(Stored data entries)
## start

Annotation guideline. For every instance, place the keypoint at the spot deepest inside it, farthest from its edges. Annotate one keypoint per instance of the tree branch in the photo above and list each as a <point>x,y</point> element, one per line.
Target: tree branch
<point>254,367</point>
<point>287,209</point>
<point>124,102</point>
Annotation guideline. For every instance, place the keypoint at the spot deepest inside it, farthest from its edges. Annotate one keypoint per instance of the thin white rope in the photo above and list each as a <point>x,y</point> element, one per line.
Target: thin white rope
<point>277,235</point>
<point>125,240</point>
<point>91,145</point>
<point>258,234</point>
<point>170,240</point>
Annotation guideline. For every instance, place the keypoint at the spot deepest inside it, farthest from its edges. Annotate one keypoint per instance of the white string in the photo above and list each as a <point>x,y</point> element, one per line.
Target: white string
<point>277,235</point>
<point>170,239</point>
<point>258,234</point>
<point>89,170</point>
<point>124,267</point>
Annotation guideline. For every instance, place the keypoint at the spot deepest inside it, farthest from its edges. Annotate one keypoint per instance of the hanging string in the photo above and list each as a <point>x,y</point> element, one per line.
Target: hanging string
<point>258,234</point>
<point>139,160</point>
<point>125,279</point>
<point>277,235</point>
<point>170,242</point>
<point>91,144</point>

## end

> _Stated task_: Reproduce every line of the listing above, requests included, and add 127 to each x and y coordinate in the answer points.

> _Solution below_:
Annotation guideline. For every instance, place the keypoint at the spot deepest inside it, farthest from its edges. Annotate one keypoint per instance of the tree branch in the photo above and list each as a <point>x,y</point> element, one per line.
Target: tree branch
<point>381,494</point>
<point>414,336</point>
<point>251,229</point>
Annotation guideline. For every instance, place the keypoint at the spot deepest inside it, farthest from its edges. Annotate one keypoint per instance of the thin white rope in the photo above and list each as a <point>x,y</point> element, one per line.
Target: thin white rope
<point>404,362</point>
<point>252,367</point>
<point>218,272</point>
<point>385,361</point>
<point>297,367</point>
Annotation guideline. For every instance, place the keypoint at the spot deepest inside it, farthest from its edges. Annotate one keypoint per instance of the white string in the photo above and list each as a <point>x,y</point> element, one per line.
Target: white string
<point>404,362</point>
<point>297,366</point>
<point>385,361</point>
<point>216,297</point>
<point>251,394</point>
Annotation guideline. For every instance, place the keypoint at the spot deepest inside it, farthest from its edges. Annotate one keypoint per instance of the hanging string in the photo above and list each as a <point>x,y</point> element, one per line.
Target: hanging string
<point>385,361</point>
<point>266,287</point>
<point>252,406</point>
<point>404,362</point>
<point>297,369</point>
<point>218,271</point>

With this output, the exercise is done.